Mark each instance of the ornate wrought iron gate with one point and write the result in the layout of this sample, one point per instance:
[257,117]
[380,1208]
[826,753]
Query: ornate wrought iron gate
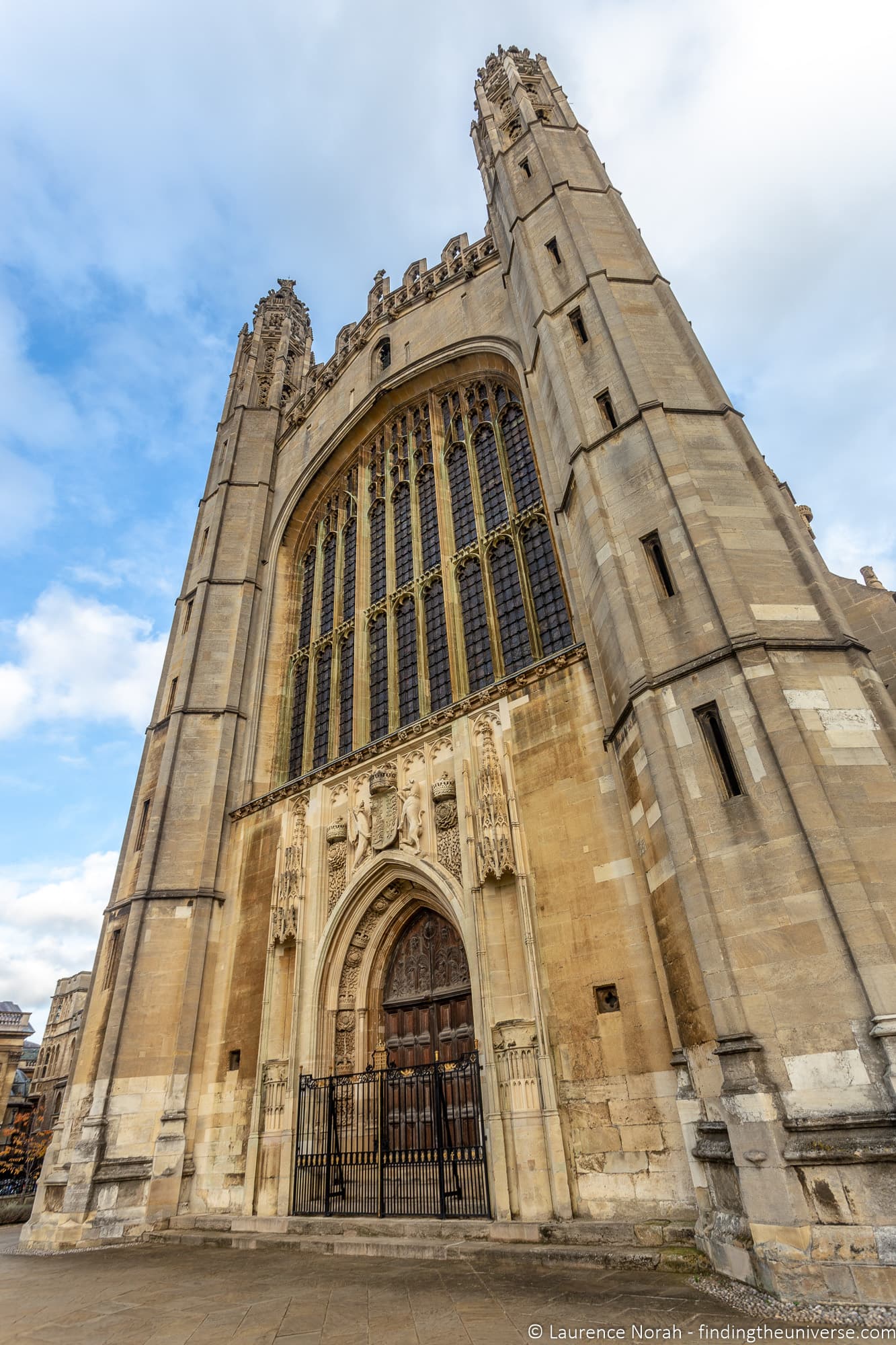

=======

* Task prompt:
Through to the final line, copy the material above exactly and skip the images.

* Written solution:
Mark each instance of the ornate wrought iron gate with one point and write the result in the layout of this sample, one point per instance:
[257,117]
[380,1208]
[826,753]
Query: ornate wrought iron gate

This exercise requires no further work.